Start
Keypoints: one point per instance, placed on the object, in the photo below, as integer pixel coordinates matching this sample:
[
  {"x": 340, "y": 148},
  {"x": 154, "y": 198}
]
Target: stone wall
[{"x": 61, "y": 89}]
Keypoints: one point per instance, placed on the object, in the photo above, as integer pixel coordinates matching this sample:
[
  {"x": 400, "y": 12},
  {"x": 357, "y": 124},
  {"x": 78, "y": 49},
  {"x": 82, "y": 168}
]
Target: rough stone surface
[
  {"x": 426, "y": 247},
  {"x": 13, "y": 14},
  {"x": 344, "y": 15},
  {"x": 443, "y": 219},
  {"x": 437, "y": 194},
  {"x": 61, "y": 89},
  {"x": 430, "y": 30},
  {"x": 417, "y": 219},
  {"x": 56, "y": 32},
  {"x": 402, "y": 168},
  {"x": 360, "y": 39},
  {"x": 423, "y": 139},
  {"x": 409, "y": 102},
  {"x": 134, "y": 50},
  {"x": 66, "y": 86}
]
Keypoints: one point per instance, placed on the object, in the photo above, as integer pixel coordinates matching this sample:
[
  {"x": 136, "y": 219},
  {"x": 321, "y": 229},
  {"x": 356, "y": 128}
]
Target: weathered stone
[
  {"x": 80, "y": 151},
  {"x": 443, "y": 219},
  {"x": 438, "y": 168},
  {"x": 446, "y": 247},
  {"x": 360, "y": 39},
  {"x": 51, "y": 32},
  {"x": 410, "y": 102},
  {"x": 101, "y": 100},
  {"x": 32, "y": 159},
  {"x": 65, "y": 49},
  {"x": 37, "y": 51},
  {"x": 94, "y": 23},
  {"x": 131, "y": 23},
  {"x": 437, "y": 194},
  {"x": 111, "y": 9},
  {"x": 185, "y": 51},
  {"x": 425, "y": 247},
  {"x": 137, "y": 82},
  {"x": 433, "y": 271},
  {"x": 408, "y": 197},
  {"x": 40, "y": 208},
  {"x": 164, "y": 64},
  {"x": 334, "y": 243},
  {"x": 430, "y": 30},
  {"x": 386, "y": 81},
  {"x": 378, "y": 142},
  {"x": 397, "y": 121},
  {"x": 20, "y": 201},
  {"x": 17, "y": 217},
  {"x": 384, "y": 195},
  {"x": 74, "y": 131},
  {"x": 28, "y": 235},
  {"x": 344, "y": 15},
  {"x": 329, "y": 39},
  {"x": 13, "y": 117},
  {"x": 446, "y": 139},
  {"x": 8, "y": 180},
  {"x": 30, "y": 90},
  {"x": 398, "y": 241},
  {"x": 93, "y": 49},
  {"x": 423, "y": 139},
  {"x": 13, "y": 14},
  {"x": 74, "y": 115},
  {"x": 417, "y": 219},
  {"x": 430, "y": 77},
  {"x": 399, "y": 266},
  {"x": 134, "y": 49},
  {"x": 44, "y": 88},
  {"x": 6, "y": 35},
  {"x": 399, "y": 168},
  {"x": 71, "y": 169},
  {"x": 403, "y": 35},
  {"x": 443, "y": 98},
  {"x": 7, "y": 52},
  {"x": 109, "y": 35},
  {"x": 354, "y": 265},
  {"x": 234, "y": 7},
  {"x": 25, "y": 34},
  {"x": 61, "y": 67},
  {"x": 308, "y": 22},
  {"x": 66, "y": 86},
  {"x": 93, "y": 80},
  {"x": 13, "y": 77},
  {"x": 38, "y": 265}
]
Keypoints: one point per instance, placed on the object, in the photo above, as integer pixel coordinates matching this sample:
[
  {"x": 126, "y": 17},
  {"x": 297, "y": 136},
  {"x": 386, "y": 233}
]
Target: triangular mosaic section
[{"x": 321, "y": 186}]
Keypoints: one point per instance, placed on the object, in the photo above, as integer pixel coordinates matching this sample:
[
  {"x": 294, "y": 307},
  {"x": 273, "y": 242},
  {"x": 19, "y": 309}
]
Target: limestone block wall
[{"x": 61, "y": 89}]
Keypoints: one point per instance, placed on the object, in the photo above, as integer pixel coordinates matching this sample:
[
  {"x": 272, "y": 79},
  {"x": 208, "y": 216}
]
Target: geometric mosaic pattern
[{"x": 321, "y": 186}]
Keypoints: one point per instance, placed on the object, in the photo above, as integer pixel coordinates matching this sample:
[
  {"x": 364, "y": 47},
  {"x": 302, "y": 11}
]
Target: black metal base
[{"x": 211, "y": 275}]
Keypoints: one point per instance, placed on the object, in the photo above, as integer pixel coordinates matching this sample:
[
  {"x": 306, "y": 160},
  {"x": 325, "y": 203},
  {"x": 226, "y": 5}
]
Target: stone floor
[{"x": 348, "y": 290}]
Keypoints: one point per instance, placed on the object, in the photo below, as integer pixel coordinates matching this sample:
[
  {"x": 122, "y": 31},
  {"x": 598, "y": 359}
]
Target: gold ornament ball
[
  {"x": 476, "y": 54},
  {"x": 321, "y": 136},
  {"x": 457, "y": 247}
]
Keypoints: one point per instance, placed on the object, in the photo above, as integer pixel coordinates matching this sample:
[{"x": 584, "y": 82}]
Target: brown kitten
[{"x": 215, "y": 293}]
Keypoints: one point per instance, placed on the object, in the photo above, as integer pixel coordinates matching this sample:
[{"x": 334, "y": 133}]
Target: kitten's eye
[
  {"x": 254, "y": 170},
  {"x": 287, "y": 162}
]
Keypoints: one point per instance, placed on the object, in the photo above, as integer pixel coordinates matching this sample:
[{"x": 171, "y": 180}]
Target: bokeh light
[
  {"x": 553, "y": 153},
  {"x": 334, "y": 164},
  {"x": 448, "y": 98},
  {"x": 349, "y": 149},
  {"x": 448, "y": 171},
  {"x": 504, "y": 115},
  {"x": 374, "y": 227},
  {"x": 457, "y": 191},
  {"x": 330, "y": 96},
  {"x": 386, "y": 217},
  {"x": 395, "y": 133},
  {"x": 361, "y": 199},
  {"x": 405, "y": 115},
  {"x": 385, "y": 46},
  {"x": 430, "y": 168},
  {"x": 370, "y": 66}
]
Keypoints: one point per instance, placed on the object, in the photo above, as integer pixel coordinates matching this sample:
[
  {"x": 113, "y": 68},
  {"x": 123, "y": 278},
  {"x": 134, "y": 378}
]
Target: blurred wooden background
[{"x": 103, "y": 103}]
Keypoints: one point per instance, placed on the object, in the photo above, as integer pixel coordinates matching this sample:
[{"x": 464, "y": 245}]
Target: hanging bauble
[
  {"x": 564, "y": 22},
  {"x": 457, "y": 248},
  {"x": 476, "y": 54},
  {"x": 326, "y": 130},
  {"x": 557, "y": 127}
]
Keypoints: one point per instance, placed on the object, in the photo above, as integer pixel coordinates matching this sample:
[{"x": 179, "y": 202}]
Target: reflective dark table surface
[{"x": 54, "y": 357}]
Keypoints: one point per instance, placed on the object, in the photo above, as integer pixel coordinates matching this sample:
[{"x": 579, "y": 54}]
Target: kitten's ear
End
Print the records above in full, exactly.

Keypoints: one point per instance, placed on the object, in the photo below, as integer pixel coordinates matching this sample:
[
  {"x": 340, "y": 148},
  {"x": 154, "y": 198}
]
Target: stone wall
[{"x": 61, "y": 89}]
Keypoints: one point per instance, placed on the object, in the photo above, as integer pixel coordinates matching this sample:
[
  {"x": 400, "y": 12},
  {"x": 357, "y": 124},
  {"x": 78, "y": 49},
  {"x": 82, "y": 168}
]
Target: rough stone surface
[
  {"x": 426, "y": 247},
  {"x": 13, "y": 14},
  {"x": 344, "y": 15},
  {"x": 443, "y": 219},
  {"x": 437, "y": 194},
  {"x": 61, "y": 89},
  {"x": 430, "y": 30},
  {"x": 417, "y": 219},
  {"x": 56, "y": 32},
  {"x": 402, "y": 168},
  {"x": 360, "y": 39},
  {"x": 423, "y": 139},
  {"x": 409, "y": 102},
  {"x": 134, "y": 50},
  {"x": 66, "y": 86}
]
Keypoints: one point per instance, placed on the object, in the photo above, as integer pixel coordinates matching this sample:
[
  {"x": 136, "y": 219},
  {"x": 321, "y": 229},
  {"x": 356, "y": 128}
]
Target: weathered stone
[
  {"x": 80, "y": 151},
  {"x": 443, "y": 219},
  {"x": 438, "y": 168},
  {"x": 446, "y": 247},
  {"x": 360, "y": 39},
  {"x": 51, "y": 32},
  {"x": 410, "y": 102},
  {"x": 101, "y": 100},
  {"x": 32, "y": 159},
  {"x": 65, "y": 49},
  {"x": 37, "y": 51},
  {"x": 94, "y": 23},
  {"x": 131, "y": 23},
  {"x": 437, "y": 194},
  {"x": 111, "y": 9},
  {"x": 185, "y": 51},
  {"x": 425, "y": 247},
  {"x": 137, "y": 82},
  {"x": 433, "y": 271},
  {"x": 408, "y": 197},
  {"x": 40, "y": 208},
  {"x": 164, "y": 64},
  {"x": 334, "y": 243},
  {"x": 430, "y": 30},
  {"x": 386, "y": 81},
  {"x": 378, "y": 142},
  {"x": 397, "y": 121},
  {"x": 20, "y": 201},
  {"x": 17, "y": 217},
  {"x": 384, "y": 195},
  {"x": 74, "y": 131},
  {"x": 28, "y": 235},
  {"x": 344, "y": 15},
  {"x": 329, "y": 39},
  {"x": 13, "y": 117},
  {"x": 446, "y": 139},
  {"x": 8, "y": 180},
  {"x": 30, "y": 90},
  {"x": 398, "y": 241},
  {"x": 93, "y": 49},
  {"x": 423, "y": 139},
  {"x": 13, "y": 14},
  {"x": 74, "y": 115},
  {"x": 417, "y": 219},
  {"x": 430, "y": 77},
  {"x": 399, "y": 266},
  {"x": 134, "y": 49},
  {"x": 44, "y": 88},
  {"x": 6, "y": 35},
  {"x": 399, "y": 168},
  {"x": 71, "y": 169},
  {"x": 403, "y": 35},
  {"x": 443, "y": 98},
  {"x": 7, "y": 52},
  {"x": 109, "y": 35},
  {"x": 354, "y": 265},
  {"x": 234, "y": 7},
  {"x": 25, "y": 34},
  {"x": 61, "y": 67},
  {"x": 308, "y": 22},
  {"x": 66, "y": 86},
  {"x": 93, "y": 80},
  {"x": 13, "y": 77},
  {"x": 38, "y": 265}
]
Keypoints: one point per instance, placed on the object, in the photo above, as integer pixel coordinates matching this sample:
[
  {"x": 126, "y": 17},
  {"x": 297, "y": 136},
  {"x": 386, "y": 233}
]
Target: triangular mosaic section
[{"x": 321, "y": 186}]
Keypoints: one point per instance, placed on the object, in the photo above, as integer pixel coordinates matching this sample:
[
  {"x": 294, "y": 307},
  {"x": 273, "y": 242},
  {"x": 19, "y": 309}
]
Target: limestone block wall
[{"x": 61, "y": 89}]
Keypoints: one point per instance, placed on the object, in the photo above, as integer pixel coordinates matching this sample:
[
  {"x": 272, "y": 79},
  {"x": 208, "y": 216}
]
Target: geometric mosaic pattern
[{"x": 321, "y": 186}]
Keypoints: one point per instance, placed on the object, in the photo above, as integer pixel coordinates matching this sample:
[
  {"x": 364, "y": 47},
  {"x": 302, "y": 11}
]
Target: black metal base
[{"x": 211, "y": 275}]
Keypoints: one point per instance, placed on the object, in the photo above, as integer pixel coordinates matching this sample:
[
  {"x": 306, "y": 160},
  {"x": 325, "y": 203},
  {"x": 226, "y": 5}
]
Target: stone floor
[{"x": 348, "y": 290}]
Keypoints: one point per instance, placed on the object, in the photo below, as integer pixel coordinates matching this sample:
[
  {"x": 122, "y": 31},
  {"x": 598, "y": 359}
]
Target: gold ornament ball
[
  {"x": 476, "y": 54},
  {"x": 321, "y": 136},
  {"x": 457, "y": 247}
]
Keypoints: one point per instance, placed on the object, in the photo above, as integer pixel coordinates matching this sample:
[{"x": 584, "y": 82}]
Target: brown kitten
[{"x": 215, "y": 293}]
Keypoints: one point per instance, placed on the object, in the photo above, as integer pixel coordinates matching this sample:
[{"x": 334, "y": 133}]
Target: kitten's eye
[
  {"x": 254, "y": 170},
  {"x": 287, "y": 162}
]
Keypoints: one point per instance, placed on the object, in the photo above, as integer pixel coordinates matching this sample:
[{"x": 171, "y": 180}]
Target: bokeh light
[
  {"x": 553, "y": 153},
  {"x": 334, "y": 164},
  {"x": 448, "y": 98},
  {"x": 349, "y": 149},
  {"x": 448, "y": 171},
  {"x": 504, "y": 115},
  {"x": 374, "y": 227},
  {"x": 457, "y": 191},
  {"x": 330, "y": 96},
  {"x": 386, "y": 217},
  {"x": 395, "y": 133},
  {"x": 361, "y": 199},
  {"x": 405, "y": 115},
  {"x": 385, "y": 46},
  {"x": 430, "y": 168},
  {"x": 370, "y": 66}
]
Keypoints: one point per instance, placed on the object, in the photo above, as integer pixel coordinates matching this sample:
[
  {"x": 113, "y": 68},
  {"x": 123, "y": 278},
  {"x": 134, "y": 378}
]
Target: blurred wooden background
[{"x": 103, "y": 103}]
Keypoints: one point per instance, placed on the object, in the photo above, as integer pixel coordinates matching this sample:
[{"x": 464, "y": 245}]
Target: hanging bauble
[
  {"x": 564, "y": 22},
  {"x": 457, "y": 248},
  {"x": 476, "y": 54},
  {"x": 326, "y": 130},
  {"x": 557, "y": 127}
]
Keypoints: one point per instance, placed on the object, in the photo above, as integer pixel coordinates matching this sample:
[{"x": 179, "y": 202}]
Target: reflective dark table surface
[{"x": 54, "y": 357}]
Keypoints: one point per instance, placed on the object, in the photo above, as integer pixel coordinates matching this sample:
[{"x": 579, "y": 54}]
Target: kitten's ear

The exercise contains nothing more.